* _Zitierte Textstelle_
══════════════════════════════

Da muss ich dir widersprechen. WIR also du und ich etc. wir profitieren eigentlich überhaupt nicht davon das den Griechen geholfen wird, weil WIR zahlen mit unseren Steuergeldern die Zäche.

Wirklich profitieren tun nur nen paar hundert oder tausend Reiche/Bänker die sich verzockt haben und jetzt im Prinzip es einfach verk***t haben. Denen nun aber der Arsch gerettet wird. DIE profitieren ungemein, und das zum kotzen.

Wer Risiken eingeht soll auch selbige tragen, wenn er sich verzockt Punkt aus Ende!


----------



## N1lle (12. Mai 2010)

Ich glaube das der Euro sich noch gut Ein Jahr hält und dann gibts ne Währungsreform, das hat nichts mit dem Euro zu tun sondern so wie viele schon gesagt haben mit der Politik.


----------



## Gast XXXX (12. Mai 2010)

Da hat aber einer ganz tief in die Kristallkugel geschaut.


----------



## N1lle (12. Mai 2010)

Nein ich Diskutiere gerne mal mit meine Malerlehrer über sowas da er selbst in Amerikanischen Aktien anlegt und des alles beobachtet und wir denken beide das der Euro sich nicht mehr allzulange hält.


----------



## Nomad (12. Mai 2010)

mir ist es egal. Wenn jetzt DM wieder eingefürht wird ,werden davon die Preise auch nicht sinken. Das wird dann so laufen wie beim Euro ---> 1:1 Umrechnung in den Läden und so. 
Von mir aus können se auch die Reichsmark einführen oder wir können wieder mit Schafen, Kühen und Gewürze handeln


----------



## ZockerM. (12. Mai 2010)

Skysnake schrieb:


> Da muss ich dir widersprechen. WIR also du und ich etc. wir profitieren eigentlich überhaupt nicht davon das den Griechen geholfen wird, weil WIR zahlen mit unseren Steuergeldern die Zäche.
> 
> Wirklich profitieren tun nur nen paar hundert oder tausend Reiche/Bänker die sich verzockt haben und jetzt im Prinzip es einfach verk***t haben. Denen nun aber der Arsch gerettet wird. DIE profitieren ungemein, und das zum kotzen.
> 
> Wer Risiken eingeht soll auch selbige tragen, wenn er sich verzockt Punkt aus Ende!



Ok, das war von mir undeutlich ausgedrückt. Ich meinte nicht die Hilfe für Griechenland, die uns hilft, sondern die Gelder die wir sonst an die EU zahlen, womit halt zum größten Teil die Oststaaten Subventioniert werden, aber ein kleiner Teil auch zu uns zurückkommt, um hier zu subventionieren.
Das gehörte hier also eigentlich gar nich her.

Das die Schuldigen das ausbaden sollten, dafür bin ich auch aber das is nich so einfach, wie ich oben geschrieben habe, weil man sich mit der Gemeinschaft EU zu stark aufeinander verlassen hat.


----------



## Maschine311 (13. Mai 2010)

══════════════════════════════

* _Bereitgestellte Daten_
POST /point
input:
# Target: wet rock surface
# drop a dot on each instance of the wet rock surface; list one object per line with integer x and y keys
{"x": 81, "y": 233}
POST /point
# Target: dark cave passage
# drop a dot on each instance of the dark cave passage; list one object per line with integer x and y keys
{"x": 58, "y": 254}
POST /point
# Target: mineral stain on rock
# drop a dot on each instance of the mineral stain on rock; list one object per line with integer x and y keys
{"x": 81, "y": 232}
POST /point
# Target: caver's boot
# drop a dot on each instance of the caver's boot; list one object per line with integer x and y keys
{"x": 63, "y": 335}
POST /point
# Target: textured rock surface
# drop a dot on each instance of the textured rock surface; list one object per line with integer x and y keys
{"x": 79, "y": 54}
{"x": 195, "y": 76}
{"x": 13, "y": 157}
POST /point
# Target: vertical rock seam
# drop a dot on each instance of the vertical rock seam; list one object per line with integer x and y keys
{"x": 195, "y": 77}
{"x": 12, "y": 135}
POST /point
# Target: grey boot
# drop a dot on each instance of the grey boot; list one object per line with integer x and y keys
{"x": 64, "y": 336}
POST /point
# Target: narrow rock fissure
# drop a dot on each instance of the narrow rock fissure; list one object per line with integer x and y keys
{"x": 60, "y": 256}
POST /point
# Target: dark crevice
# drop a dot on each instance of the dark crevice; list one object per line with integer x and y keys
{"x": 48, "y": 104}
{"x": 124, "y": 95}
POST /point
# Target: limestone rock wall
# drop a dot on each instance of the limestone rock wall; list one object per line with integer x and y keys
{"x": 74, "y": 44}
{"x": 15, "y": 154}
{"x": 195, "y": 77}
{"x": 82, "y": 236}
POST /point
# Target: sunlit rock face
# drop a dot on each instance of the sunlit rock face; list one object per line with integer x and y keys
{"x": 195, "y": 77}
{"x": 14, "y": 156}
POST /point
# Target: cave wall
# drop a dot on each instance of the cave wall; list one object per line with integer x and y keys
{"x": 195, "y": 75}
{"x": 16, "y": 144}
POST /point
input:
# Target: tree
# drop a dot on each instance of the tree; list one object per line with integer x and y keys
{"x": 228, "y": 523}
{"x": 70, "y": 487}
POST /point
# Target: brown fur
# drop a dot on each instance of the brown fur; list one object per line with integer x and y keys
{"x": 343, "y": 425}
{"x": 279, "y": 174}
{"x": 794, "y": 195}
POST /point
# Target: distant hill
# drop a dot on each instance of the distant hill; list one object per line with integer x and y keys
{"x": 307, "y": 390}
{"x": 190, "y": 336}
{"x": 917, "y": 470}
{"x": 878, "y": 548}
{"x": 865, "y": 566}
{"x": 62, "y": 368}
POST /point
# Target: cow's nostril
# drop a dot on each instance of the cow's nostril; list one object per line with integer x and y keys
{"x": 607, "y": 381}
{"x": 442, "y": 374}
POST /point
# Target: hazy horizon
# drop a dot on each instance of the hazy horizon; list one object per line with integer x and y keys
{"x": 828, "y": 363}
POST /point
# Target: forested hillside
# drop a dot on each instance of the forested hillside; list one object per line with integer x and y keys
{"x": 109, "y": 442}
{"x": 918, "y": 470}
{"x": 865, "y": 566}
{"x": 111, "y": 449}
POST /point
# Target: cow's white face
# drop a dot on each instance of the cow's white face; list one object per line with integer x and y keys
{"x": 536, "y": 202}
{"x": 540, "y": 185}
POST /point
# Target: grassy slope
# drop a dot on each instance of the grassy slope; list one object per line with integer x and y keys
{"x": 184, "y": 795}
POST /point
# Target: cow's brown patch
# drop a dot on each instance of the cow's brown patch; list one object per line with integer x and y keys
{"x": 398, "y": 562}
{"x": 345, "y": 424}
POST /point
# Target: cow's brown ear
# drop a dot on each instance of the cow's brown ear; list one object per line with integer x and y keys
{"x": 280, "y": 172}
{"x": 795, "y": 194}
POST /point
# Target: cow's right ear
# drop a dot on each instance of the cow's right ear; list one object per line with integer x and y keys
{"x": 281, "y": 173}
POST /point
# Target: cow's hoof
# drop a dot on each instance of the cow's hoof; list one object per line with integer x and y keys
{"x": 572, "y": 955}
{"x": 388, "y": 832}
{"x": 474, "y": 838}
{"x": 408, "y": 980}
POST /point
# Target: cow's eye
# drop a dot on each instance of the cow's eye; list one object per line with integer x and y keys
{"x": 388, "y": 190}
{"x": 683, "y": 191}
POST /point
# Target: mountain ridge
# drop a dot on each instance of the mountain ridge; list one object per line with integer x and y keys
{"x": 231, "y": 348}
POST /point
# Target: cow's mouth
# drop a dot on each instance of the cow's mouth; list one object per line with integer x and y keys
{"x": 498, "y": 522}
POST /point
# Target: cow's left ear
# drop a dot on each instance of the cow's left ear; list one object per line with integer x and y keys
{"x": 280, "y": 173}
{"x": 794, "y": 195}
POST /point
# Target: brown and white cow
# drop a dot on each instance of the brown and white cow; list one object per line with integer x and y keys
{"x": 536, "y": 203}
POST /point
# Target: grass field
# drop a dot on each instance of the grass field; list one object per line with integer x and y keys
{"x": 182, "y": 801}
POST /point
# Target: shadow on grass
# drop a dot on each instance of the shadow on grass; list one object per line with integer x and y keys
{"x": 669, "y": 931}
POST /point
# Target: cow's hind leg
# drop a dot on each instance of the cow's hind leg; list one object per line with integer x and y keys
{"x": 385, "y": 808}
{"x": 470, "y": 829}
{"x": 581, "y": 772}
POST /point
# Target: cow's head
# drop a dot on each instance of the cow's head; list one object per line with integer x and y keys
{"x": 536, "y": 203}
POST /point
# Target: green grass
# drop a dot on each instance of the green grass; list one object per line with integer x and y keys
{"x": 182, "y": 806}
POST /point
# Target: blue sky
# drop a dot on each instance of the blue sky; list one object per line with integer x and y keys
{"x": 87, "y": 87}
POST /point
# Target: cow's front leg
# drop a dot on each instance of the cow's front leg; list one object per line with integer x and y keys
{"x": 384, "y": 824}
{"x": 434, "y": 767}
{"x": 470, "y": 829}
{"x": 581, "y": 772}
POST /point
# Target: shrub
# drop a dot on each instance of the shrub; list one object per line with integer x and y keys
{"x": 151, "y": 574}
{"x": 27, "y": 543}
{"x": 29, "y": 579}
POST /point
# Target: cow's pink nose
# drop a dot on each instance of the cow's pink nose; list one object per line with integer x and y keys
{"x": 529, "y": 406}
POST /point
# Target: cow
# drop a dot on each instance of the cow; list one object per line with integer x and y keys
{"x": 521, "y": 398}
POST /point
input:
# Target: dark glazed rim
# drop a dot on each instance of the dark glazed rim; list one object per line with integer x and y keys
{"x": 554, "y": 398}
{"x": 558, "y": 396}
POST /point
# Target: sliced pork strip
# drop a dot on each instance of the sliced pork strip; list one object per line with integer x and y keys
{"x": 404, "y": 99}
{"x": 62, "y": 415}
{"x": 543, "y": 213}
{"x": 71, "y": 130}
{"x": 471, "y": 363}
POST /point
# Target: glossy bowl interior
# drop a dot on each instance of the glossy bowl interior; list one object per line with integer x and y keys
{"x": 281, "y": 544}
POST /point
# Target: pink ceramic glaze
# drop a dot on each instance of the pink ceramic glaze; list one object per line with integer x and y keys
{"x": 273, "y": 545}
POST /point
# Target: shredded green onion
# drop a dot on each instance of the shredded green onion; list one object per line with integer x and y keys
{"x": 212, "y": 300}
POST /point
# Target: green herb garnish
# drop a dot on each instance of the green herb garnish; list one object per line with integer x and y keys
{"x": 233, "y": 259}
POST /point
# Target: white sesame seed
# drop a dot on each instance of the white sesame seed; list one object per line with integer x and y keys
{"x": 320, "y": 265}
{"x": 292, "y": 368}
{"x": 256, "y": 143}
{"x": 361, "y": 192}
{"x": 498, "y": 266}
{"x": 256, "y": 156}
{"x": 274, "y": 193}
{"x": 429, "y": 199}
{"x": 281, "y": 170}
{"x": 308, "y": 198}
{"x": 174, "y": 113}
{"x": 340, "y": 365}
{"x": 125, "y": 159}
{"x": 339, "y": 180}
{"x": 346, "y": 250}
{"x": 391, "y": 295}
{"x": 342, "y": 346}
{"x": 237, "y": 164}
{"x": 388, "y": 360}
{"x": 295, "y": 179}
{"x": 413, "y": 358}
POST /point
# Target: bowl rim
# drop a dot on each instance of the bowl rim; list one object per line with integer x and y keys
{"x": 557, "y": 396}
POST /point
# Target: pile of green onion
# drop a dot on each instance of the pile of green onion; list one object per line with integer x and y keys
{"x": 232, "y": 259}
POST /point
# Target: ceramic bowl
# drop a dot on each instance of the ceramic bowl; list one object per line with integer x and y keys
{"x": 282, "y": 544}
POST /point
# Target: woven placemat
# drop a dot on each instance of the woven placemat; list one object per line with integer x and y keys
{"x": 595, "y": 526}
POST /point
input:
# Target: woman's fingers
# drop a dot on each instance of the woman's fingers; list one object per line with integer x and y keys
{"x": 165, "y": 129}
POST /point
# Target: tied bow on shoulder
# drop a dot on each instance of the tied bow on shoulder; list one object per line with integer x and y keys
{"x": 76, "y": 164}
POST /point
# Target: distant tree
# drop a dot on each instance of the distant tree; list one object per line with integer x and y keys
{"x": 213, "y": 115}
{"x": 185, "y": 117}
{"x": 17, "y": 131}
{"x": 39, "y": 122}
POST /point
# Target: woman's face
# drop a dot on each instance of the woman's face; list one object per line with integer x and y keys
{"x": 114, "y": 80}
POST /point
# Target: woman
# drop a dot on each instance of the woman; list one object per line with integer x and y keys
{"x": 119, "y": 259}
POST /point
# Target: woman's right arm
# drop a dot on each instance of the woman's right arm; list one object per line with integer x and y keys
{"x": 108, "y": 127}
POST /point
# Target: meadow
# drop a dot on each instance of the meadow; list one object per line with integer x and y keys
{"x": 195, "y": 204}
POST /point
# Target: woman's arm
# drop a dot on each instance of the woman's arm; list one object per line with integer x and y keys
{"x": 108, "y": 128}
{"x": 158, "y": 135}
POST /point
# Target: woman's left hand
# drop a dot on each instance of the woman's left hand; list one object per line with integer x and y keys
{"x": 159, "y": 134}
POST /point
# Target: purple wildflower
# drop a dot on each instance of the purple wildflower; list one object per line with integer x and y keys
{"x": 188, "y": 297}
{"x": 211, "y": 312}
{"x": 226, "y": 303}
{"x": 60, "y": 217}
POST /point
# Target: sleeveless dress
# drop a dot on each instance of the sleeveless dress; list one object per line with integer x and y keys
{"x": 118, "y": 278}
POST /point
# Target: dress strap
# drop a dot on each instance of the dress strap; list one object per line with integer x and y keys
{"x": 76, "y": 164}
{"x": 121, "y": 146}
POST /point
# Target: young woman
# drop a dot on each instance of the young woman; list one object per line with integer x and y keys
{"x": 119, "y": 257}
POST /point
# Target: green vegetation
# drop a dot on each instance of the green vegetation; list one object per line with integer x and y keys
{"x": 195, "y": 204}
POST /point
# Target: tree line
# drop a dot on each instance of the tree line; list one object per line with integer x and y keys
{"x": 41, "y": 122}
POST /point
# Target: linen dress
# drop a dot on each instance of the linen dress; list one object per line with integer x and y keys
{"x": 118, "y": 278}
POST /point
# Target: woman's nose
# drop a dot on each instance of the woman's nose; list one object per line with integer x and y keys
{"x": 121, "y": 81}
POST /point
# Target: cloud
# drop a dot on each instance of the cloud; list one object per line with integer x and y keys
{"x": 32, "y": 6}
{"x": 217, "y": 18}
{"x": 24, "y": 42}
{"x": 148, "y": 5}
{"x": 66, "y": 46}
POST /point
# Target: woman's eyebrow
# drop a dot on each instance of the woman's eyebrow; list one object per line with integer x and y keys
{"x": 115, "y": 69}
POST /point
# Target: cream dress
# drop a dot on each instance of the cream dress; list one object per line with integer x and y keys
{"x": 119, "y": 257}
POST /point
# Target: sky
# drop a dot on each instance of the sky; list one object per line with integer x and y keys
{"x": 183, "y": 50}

══════════════════════════════

* _Ziele_
[A] Bestimme, in wie vielen Zeilen der Datensätze die Zeichenfolge „dark“ vorkommt, und gib ausschließlich diese Zahl an.
[B] Führe die Forumsdiskussion über den Euro und die Griechenlandhilfe im Anschluss an ihre letzte Zeile weiter.

* _Antworten je Aufgabe_
[A] 6

[B]
Bei manchen frage ich mich wo einige leben!
seht das ganze doch einfach mal so wie es im wirklichen leben ist.
Wenn ich die Währungen/Wirtschaftswachstum/Infrastruktur von 16 Nationen mische, wovon knapp 3/4 fast mittellose bzw. weit hinter den stärkeren Nationen liegen, was kann da nach Adam riese wohl rauskommen. Mit 4 Starken Industrienationen kann man doch nicht versuchen die restlichen Länder, durch finanzielle Hilfen auf den gleichen Stand zu bringen. Wir versuchen seit knapp 20 Jahren ein Teil unseres eigenen Landes (ehmals DDR) Hochzupeppeln und sind noch lange nicht fertig, mal ganz zu schweigen was wir schon da alles reingebuttert haben, zumal bei diesem Unternehmen noch nichtmal sowas wie Mentaliät/Lebensweisen ect. im weg sind.

Wer sich hier auf statistiken beruft und was irgendwelche Gelehrten in irgendwelche Statments schreiben, glaubt auch an den Weihnachtsmann
Fakt ist doch das sehr viele Waren manchmal bis zu 500% mehr kosten als es noch zu DM Zeiten war. Die Löhne sind allerdings gekürzt worden. Wenn ich damals auf meine Haushaltsrechnung geschaut habe und tue es heute, bekomme ich ein Schock. 

Der € war von Anfang an ein totes Kind, wo hauptsächlich DE die Zeche zahlt und ich weiß bis heute nicht warum. 
Wir Pumpen Millarden in Länder wie Irland, letland, Estland, Bulgarien, Rumänien ect. die teils auserhalb der Großstädte 50 Jahre hinter unserer Zeitrechnung stehen und das geilste daran ist, das die mit unserem Steuergelder auch noch so spekulieren, das sie Pleite gehen.

Das was wir da angeleiert haben war alles viel zu schnell. Die Stärksten Staaten hätten das erstmal alleine machen sollen und alle anderen hätten sich dann anschließen können sobald sie unseren level erreicht hätten. 
Natürlich hätte man potenzielle Anwärter mit sehr niedrigen Dahrlehn helfen können, aber mehr auch nicht. 
Jetzt über biegen und brechen an was fest zu halten, was wir unterm Strich zahlen sollen finde ich absolut verwerflich, zumal die noch selber daran schuld sind, aber wofür gibt es denn die bescheuerten "Großen" die pumpen doch eh wieder rein, denn nun können sie ja nicht mehr anderes, oder das Boot sinkt mit uns allen.


----------



## negert (13. Mai 2010)

Ich warte auf den Tag an dem ein Euro ein Schweizer Franken wert ist. Und dann geh ich mal richtig schön einkaufen.

Eigentlich ists mir egal


----------



## Gast XXXX (13. Mai 2010)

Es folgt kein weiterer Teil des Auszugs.